▶ _Required task 1_
List every organization named in the news release on the bail-in debt regime.

━━━━━ Text section ━━━━━

August 23, 2018

Canadian securities regulators issue guidance on bail-in debt regime

Toronto – The Canadian Securities Administrators (CSA) today published two notices outlining CSA staff’s views regarding the implementation of the bail-in debt regime for domestic systemically important banks (D-SIBs), which include Canada’s six largest banks, and for Quebec’s Desjardins Group. The first notice addresses the distribution or trade of bail-in debt to investors and the second notice provides guidance for investment fund issuers that may invest in bail-in debt.

Under the new federal bail-in debt regime, which comes into force on September 23, 2018, if the Office of the Superintendent of Financial Institutions (OSFI) determines that a D-SIB is no longer viable, then the federal government may turn control of the D-SIB to the Canada Deposit Insurance Corporation (CDIC). As the appointed receiver, CDIC has the authority to convert all, or a portion of the D-SIB’s bail-in debt (D-SIB Bail-in Debt), into common shares to recapitalize the bank.

“We are publishing these two notices to provide greater clarity for persons offering this type of investment, including the expectations about disclosure and the associated risks,” said Louis Morisset, CSA Chair and President and CEO of the Autorité des marchés financiers. “To protect investors from the potential risks of investing in bail-in debt, registered dealers must comply with regulatory requirements and investment fund managers must understand the risks.”

━━━━━ Data for processing ━━━━━

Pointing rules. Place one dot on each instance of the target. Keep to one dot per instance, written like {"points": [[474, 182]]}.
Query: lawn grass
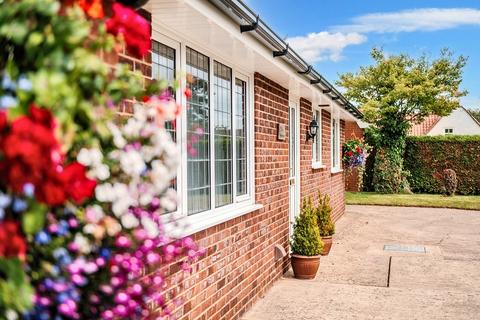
{"points": [[414, 200]]}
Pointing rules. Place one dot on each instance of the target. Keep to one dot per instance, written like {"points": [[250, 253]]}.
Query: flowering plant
{"points": [[354, 153], [81, 196]]}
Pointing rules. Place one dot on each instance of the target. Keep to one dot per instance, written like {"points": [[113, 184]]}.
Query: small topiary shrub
{"points": [[306, 239], [324, 216], [450, 182]]}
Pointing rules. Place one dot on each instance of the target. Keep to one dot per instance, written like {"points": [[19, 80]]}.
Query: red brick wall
{"points": [[314, 180], [352, 130], [239, 265]]}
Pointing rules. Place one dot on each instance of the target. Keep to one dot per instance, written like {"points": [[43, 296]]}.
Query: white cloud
{"points": [[324, 45], [429, 19]]}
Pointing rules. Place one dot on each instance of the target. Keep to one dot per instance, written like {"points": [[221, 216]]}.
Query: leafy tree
{"points": [[393, 93]]}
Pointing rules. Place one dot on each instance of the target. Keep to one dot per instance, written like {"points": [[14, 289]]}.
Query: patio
{"points": [[431, 270]]}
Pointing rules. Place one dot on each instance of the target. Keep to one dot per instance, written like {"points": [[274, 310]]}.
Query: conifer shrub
{"points": [[324, 216], [306, 239]]}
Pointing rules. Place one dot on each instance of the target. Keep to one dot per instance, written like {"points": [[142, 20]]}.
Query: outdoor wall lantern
{"points": [[312, 129]]}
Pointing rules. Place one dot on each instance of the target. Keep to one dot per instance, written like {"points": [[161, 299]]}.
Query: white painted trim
{"points": [[201, 221], [240, 205], [318, 165]]}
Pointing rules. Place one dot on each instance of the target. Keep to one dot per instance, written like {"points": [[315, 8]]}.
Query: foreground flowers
{"points": [[81, 196]]}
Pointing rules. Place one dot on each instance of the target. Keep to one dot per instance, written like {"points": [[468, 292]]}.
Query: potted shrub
{"points": [[326, 227], [306, 243]]}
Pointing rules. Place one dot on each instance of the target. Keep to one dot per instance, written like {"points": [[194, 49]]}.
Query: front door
{"points": [[293, 165]]}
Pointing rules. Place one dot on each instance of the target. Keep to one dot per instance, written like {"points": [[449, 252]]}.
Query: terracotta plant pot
{"points": [[327, 245], [305, 267]]}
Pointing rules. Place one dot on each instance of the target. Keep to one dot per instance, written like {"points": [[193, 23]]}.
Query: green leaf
{"points": [[34, 219]]}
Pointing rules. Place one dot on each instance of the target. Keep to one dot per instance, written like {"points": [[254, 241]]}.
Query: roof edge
{"points": [[238, 11]]}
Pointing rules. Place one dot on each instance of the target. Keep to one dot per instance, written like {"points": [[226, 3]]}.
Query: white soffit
{"points": [[211, 32]]}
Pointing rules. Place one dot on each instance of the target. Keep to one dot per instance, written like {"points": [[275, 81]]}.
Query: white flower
{"points": [[129, 221], [145, 198], [132, 128], [118, 139], [82, 243], [102, 172], [94, 214], [132, 163], [169, 200], [104, 192], [148, 153], [11, 315], [90, 157], [150, 227]]}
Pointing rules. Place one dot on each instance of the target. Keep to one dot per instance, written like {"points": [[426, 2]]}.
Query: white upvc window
{"points": [[335, 142], [317, 143], [215, 181]]}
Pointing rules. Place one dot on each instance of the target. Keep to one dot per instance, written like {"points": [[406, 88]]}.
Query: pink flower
{"points": [[133, 27]]}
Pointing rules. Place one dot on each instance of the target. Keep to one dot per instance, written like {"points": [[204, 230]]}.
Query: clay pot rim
{"points": [[294, 255]]}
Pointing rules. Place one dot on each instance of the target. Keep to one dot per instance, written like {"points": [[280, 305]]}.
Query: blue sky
{"points": [[336, 36]]}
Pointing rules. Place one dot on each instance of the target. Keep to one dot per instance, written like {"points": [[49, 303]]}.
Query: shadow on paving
{"points": [[354, 281]]}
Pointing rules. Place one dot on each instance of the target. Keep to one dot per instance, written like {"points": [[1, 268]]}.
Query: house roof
{"points": [[421, 129], [250, 21]]}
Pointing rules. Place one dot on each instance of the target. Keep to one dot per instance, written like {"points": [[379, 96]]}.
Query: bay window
{"points": [[198, 132], [213, 131]]}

━━━━━

▶ _Required task 2_
Select and copy each line of the entries that contains the word "wall".

▶ _Written answer 1_
- Canadian Securities Administrators (CSA)
- Desjardins Group
- Office of the Superintendent of Financial Institutions (OSFI)
- Canada Deposit Insurance Corporation (CDIC)
- Autorité des marchés financiers

▶ _Written answer 2_
Query: red brick wall
Query: outdoor wall lantern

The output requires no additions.